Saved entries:
BEGIN

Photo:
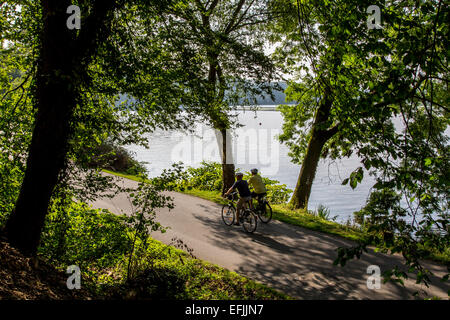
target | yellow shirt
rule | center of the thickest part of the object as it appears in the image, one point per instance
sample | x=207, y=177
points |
x=257, y=183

END

Your task:
Copy all the entries word for word. Omit any pictures.

Exercise result:
Photo:
target | yellow shirt
rule | center of the thickest part of the object as it appears in the image, one point per instance
sample | x=207, y=177
points |
x=257, y=183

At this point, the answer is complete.